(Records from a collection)
● ● ● ● ● ● ●
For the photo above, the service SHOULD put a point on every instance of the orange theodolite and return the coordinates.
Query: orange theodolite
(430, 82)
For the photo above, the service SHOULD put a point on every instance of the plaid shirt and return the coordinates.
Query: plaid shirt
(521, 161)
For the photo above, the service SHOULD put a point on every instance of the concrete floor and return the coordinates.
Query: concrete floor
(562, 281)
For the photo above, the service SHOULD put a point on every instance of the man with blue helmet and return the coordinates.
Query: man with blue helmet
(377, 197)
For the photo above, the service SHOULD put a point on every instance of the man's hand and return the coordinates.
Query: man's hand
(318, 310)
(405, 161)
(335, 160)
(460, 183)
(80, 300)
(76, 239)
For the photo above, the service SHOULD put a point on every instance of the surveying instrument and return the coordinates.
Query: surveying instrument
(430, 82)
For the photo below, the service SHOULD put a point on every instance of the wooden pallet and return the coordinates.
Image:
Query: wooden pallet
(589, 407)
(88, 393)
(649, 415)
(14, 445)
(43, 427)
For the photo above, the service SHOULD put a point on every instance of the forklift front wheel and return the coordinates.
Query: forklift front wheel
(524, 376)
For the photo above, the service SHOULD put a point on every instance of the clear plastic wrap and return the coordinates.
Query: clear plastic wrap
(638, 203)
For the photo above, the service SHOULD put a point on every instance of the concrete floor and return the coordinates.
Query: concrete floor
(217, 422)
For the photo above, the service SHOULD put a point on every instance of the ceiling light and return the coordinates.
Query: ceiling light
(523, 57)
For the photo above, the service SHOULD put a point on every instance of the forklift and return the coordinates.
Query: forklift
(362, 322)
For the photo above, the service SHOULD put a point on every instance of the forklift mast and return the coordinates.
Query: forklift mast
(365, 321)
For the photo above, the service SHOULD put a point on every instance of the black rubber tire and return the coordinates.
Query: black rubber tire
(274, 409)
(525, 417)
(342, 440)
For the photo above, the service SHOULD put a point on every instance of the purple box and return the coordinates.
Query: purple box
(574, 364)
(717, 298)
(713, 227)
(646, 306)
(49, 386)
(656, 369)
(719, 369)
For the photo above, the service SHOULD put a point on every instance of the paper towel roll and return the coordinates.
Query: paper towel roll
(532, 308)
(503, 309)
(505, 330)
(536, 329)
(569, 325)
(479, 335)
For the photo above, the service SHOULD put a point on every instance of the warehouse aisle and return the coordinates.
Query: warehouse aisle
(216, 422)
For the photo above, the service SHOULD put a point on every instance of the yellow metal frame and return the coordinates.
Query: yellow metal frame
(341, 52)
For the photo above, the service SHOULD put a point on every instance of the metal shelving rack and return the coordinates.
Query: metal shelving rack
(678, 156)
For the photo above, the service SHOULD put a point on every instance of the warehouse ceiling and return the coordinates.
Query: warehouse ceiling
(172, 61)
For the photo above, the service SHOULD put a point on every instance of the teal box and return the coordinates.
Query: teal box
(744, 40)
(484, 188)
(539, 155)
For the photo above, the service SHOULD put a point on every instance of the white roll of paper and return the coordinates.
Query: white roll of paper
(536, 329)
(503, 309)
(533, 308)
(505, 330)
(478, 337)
● ● ● ● ● ● ●
Every line of the records above needs to be given again exactly.

For the photo above, the service SHOULD put a point on every instance of the orange theodolite and return the coordinates.
Query: orange theodolite
(430, 82)
For the photo above, the service SHOULD put a point on every instance of the plaid shirt and return the coordinates.
Query: plaid shirt
(521, 161)
For the photo above, the service SHOULD put a point on every instance of the concrete floor and return the coordinates.
Query: concrete floor
(562, 281)
For the photo above, the service SHOULD put a point on every instance of the man with blue helmet and return the coordinates.
Query: man with blue helmet
(377, 197)
For the photo above, the service SHOULD put a point on every instance of the man's hand and return the coordinates.
Query: man's hand
(318, 310)
(405, 161)
(335, 160)
(460, 183)
(80, 300)
(76, 239)
For the photo above, the service SHOULD put a point on every instance of the surveying instrument and return the coordinates.
Query: surveying instrument
(430, 82)
For the photo below, the service SHOULD put a point on every instance of the wooden pallet and return the coordinates.
Image:
Query: wooden pallet
(589, 407)
(88, 393)
(649, 415)
(14, 445)
(43, 427)
For the photo above, the service SHOULD put a point on every instance of the forklift front wheel and return the coordinates.
Query: forklift front wheel
(524, 376)
For the photo above, the service SHOULD put a point on every instance of the clear plastic wrap and return the coordinates.
Query: clear plastic wrap
(638, 203)
For the photo above, the service SHOULD put a point on every instance of the concrete floor and return the coordinates.
Query: concrete floor
(217, 422)
For the photo above, the service SHOULD put a point on every instance of the ceiling light and return the coordinates.
Query: ceiling light
(523, 57)
For the photo above, the service SHOULD put a point on every instance of the forklift and return the coordinates.
Query: forklift
(362, 322)
For the photo above, the service SHOULD put a point on every instance of the forklift mast and return the coordinates.
Query: forklift mast
(365, 321)
For the photo above, the service SHOULD put a point on every instance of the black rubber tire and return the coordinates.
Query: black rubber tire
(274, 409)
(525, 417)
(342, 440)
For the photo above, the service SHOULD put a point on every instance of the purple box and return the coordinates.
Query: purple box
(574, 364)
(717, 298)
(713, 227)
(646, 306)
(49, 386)
(656, 369)
(719, 369)
For the photo above, the service SHOULD put a point on every instance of the paper towel roll and return the coordinates.
Query: paper towel roll
(532, 308)
(503, 309)
(505, 330)
(536, 329)
(569, 325)
(479, 335)
For the photo above, the service SHOULD put a point on every instance of the warehouse aisle and return the coordinates.
Query: warehouse aisle
(216, 422)
For the photo above, the service SHOULD put a point on every instance of the yellow metal frame and return the coordinates.
Query: yellow metal frame
(341, 52)
For the photo above, the service SHOULD put a point on every instance of the metal shelving rack and return the coordinates.
Query: metal shelving rack
(678, 156)
For the photo above, the service SHOULD put a point on every instance of the warehouse ceiling and return the coordinates.
Query: warehouse ceiling
(172, 61)
For the photo above, the service SHOULD put a point on every instance of the teal box and return the coordinates.
Query: teal box
(744, 40)
(484, 188)
(539, 155)
For the photo above, the service SHOULD put a point on every instance of the white roll of paper and return the coordinates.
Query: white roll of paper
(536, 329)
(503, 309)
(533, 308)
(505, 330)
(478, 337)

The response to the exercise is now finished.